◆ Request:
Continue the document excerpt of winter haiku and the biographical note on Richard Nathaniel Wright, picking up after its final sentence.

━━━ Document excerpt

I slept so long and sound,
but I did not know why until
I saw the snow outside.
.
The smell of sunny snow
is swelling the icy air –
the world grows bigger.
.
The cold is so sharp
that the shadow of the house
bites into the snow.
.
What do they tell you
each night, O winter moon,
before they roll you out?
.
Burning out its time
And timing its own burning,
One lovely candle.
. . .
Richard Nathaniel Wright (born Roxie, Mississippi,1908, died Paris, 1960) was a rigorous Black-American short-story writer, novelist, essayist, and lecturer. He joined the Communist Party USA in 1933 and was Harlem editor for the newspaper “Daily Worker”. Intensely racial themes were pervasive in his work and famous books such as Uncle Tom’s Children (1938), Native Son (1940) and Black Boy (1945) were sometimes criticized for their portrayal of violence – yet, as the 1960s’ voices of Black Power would phrase it – a generation later – he was just “telling it like it is.”

━━━━━━
━━━ Data excerpts

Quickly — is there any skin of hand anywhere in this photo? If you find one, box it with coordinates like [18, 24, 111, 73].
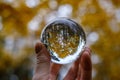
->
[32, 42, 92, 80]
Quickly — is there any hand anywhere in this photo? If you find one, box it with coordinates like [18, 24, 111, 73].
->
[33, 43, 92, 80]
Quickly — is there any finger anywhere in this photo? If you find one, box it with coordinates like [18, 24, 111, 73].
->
[49, 62, 62, 80]
[35, 42, 50, 63]
[33, 42, 50, 80]
[78, 48, 92, 80]
[64, 59, 79, 80]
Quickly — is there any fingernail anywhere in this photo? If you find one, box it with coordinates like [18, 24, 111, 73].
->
[84, 47, 92, 56]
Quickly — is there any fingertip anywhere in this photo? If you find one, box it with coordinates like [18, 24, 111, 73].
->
[49, 62, 62, 80]
[81, 48, 92, 71]
[84, 47, 92, 56]
[35, 42, 43, 53]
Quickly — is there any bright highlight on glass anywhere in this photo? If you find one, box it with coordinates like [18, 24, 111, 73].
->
[41, 18, 86, 64]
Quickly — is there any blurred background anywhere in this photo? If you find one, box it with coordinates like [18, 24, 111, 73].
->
[0, 0, 120, 80]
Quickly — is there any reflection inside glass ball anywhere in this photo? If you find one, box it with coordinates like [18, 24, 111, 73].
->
[41, 18, 86, 64]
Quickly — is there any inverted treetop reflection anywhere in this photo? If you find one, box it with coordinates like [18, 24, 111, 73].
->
[41, 18, 86, 64]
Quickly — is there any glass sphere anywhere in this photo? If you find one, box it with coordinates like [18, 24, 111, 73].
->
[41, 18, 86, 64]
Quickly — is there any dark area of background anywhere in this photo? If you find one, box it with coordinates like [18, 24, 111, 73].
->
[0, 0, 120, 80]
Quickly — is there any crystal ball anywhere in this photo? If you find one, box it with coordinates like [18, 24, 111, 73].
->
[40, 18, 86, 64]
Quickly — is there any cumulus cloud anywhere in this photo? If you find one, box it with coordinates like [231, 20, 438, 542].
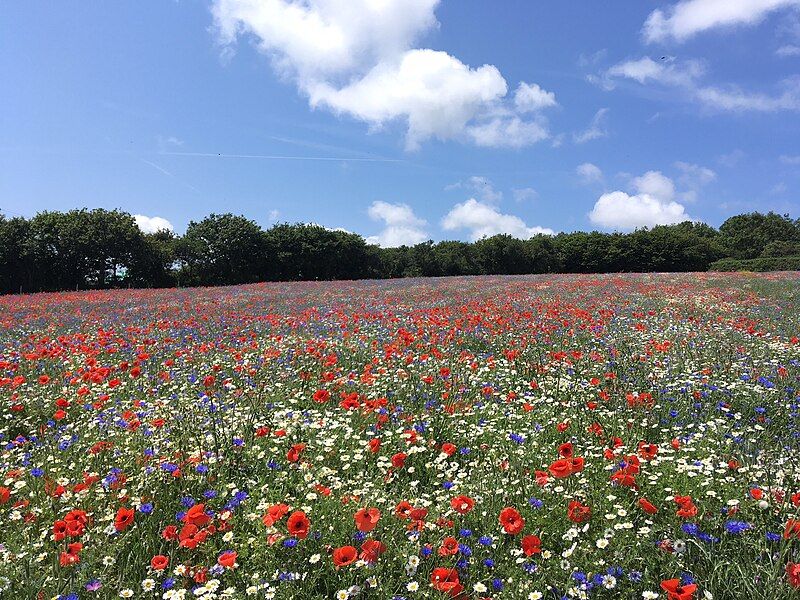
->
[643, 0, 800, 42]
[575, 163, 603, 184]
[514, 81, 558, 112]
[367, 200, 428, 248]
[591, 56, 800, 112]
[572, 108, 609, 144]
[212, 0, 556, 150]
[512, 188, 539, 202]
[133, 215, 174, 233]
[442, 198, 555, 242]
[631, 171, 675, 202]
[589, 171, 694, 231]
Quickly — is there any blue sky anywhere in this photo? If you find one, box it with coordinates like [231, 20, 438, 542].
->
[0, 0, 800, 245]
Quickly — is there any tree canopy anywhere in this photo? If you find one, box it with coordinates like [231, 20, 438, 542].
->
[0, 209, 800, 293]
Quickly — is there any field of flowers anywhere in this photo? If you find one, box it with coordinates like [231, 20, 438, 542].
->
[0, 274, 800, 600]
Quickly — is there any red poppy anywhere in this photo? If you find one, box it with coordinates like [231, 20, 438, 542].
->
[392, 452, 408, 469]
[783, 519, 800, 540]
[178, 523, 208, 548]
[286, 444, 306, 462]
[181, 504, 211, 527]
[661, 579, 697, 600]
[359, 539, 386, 563]
[353, 508, 381, 533]
[58, 542, 83, 567]
[431, 567, 464, 598]
[286, 510, 311, 540]
[261, 504, 289, 527]
[522, 535, 542, 556]
[547, 458, 572, 479]
[567, 500, 592, 523]
[639, 498, 658, 515]
[114, 507, 135, 531]
[439, 536, 458, 556]
[394, 500, 414, 519]
[450, 496, 475, 515]
[500, 506, 525, 535]
[569, 456, 584, 473]
[333, 546, 358, 567]
[639, 442, 658, 460]
[217, 550, 237, 569]
[314, 390, 331, 404]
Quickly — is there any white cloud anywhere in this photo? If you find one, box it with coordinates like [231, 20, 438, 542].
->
[514, 81, 558, 112]
[675, 161, 717, 202]
[212, 0, 555, 150]
[466, 117, 550, 148]
[604, 56, 800, 112]
[572, 108, 609, 144]
[575, 163, 603, 184]
[442, 198, 554, 241]
[643, 0, 800, 42]
[589, 171, 694, 231]
[589, 191, 692, 230]
[513, 188, 539, 202]
[444, 175, 503, 204]
[308, 50, 507, 150]
[133, 215, 174, 233]
[367, 200, 428, 248]
[631, 171, 675, 202]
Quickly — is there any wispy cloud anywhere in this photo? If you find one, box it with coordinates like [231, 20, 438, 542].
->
[161, 152, 404, 162]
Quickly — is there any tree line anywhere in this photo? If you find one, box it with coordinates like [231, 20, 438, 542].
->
[0, 209, 800, 293]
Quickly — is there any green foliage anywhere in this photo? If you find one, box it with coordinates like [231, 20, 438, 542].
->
[719, 212, 800, 259]
[0, 209, 800, 293]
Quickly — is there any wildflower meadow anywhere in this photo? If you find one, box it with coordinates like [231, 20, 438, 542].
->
[0, 273, 800, 600]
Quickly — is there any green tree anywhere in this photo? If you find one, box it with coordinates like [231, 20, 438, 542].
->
[719, 212, 800, 259]
[175, 213, 268, 285]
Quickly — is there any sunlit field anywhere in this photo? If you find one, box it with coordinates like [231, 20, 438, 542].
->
[0, 274, 800, 600]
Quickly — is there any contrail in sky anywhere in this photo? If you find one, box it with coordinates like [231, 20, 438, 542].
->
[160, 152, 403, 162]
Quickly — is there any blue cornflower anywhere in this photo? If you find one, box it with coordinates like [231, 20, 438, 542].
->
[725, 521, 751, 534]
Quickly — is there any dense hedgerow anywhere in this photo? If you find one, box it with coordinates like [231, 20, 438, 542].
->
[0, 274, 800, 600]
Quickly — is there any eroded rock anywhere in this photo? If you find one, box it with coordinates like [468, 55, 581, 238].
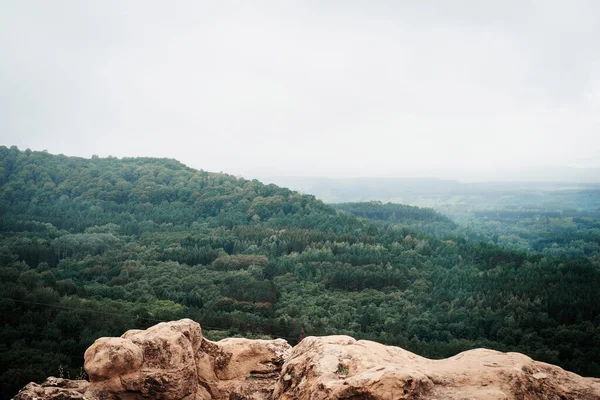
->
[274, 336, 600, 400]
[15, 319, 600, 400]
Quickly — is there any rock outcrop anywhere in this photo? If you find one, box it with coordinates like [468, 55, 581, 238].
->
[10, 319, 600, 400]
[273, 336, 600, 400]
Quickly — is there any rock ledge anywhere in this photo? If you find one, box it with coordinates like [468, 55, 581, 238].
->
[14, 319, 600, 400]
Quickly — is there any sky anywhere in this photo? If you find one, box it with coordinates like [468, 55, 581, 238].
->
[0, 0, 600, 178]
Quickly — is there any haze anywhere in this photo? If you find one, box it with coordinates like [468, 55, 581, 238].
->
[0, 0, 600, 179]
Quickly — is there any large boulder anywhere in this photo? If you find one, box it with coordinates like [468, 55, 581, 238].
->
[15, 319, 600, 400]
[84, 319, 291, 400]
[273, 336, 600, 400]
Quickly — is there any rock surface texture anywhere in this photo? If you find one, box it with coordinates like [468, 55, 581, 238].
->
[273, 336, 600, 400]
[15, 319, 600, 400]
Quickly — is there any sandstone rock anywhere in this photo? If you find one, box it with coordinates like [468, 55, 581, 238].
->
[273, 336, 600, 400]
[84, 319, 291, 400]
[13, 376, 89, 400]
[15, 319, 600, 400]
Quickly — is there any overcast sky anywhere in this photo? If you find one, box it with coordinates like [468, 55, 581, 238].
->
[0, 0, 600, 178]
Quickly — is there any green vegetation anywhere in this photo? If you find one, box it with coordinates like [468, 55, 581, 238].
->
[0, 147, 600, 398]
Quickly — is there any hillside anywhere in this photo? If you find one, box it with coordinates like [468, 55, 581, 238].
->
[0, 147, 600, 398]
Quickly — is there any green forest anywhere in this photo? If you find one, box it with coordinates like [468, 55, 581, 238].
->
[0, 146, 600, 398]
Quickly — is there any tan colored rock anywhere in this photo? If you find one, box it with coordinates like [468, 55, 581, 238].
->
[13, 376, 89, 400]
[273, 336, 600, 400]
[15, 319, 600, 400]
[85, 319, 291, 400]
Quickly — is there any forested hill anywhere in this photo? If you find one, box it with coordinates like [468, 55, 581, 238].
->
[0, 147, 600, 398]
[332, 201, 458, 236]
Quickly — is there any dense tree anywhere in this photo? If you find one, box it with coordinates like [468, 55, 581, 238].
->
[0, 147, 600, 398]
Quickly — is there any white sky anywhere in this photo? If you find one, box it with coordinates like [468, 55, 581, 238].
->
[0, 0, 600, 178]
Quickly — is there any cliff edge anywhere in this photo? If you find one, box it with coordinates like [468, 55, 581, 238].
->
[14, 319, 600, 400]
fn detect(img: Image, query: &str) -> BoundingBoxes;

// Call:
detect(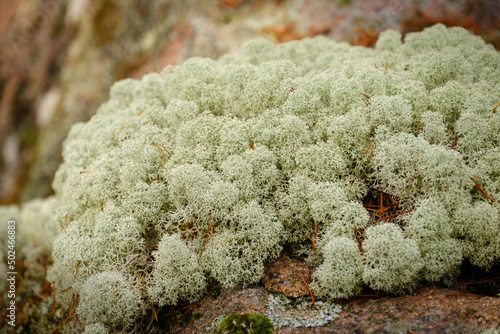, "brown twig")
[149,302,158,322]
[365,137,375,154]
[153,143,167,164]
[73,260,82,279]
[377,210,413,223]
[51,282,56,319]
[111,284,125,315]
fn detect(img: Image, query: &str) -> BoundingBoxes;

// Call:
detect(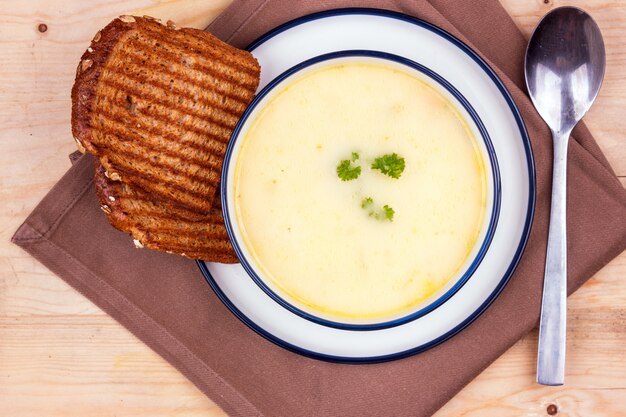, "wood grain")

━━━━━━

◆ Response to the exercise:
.
Wright discovered Haiku around 1958 and began to write obsessively in this Japanese form using what was becoming the standard “shape” in English: 5 syllables, 7 syllables, 5 syllables, in three separate lines, and with the final line adding an element of surprise – delicate or otherwise. One of Haiku’s objectives is, to paraphrase Matsuo Bashō, a 17th-century Japanese poet: In a haiku poem, if you reveal 70 to 80 percent of the subject – that’s good – but if you show only 50 to 60 percent, then the reader or listener will never tire of that particular poem.
What do you think – does Wright succeed?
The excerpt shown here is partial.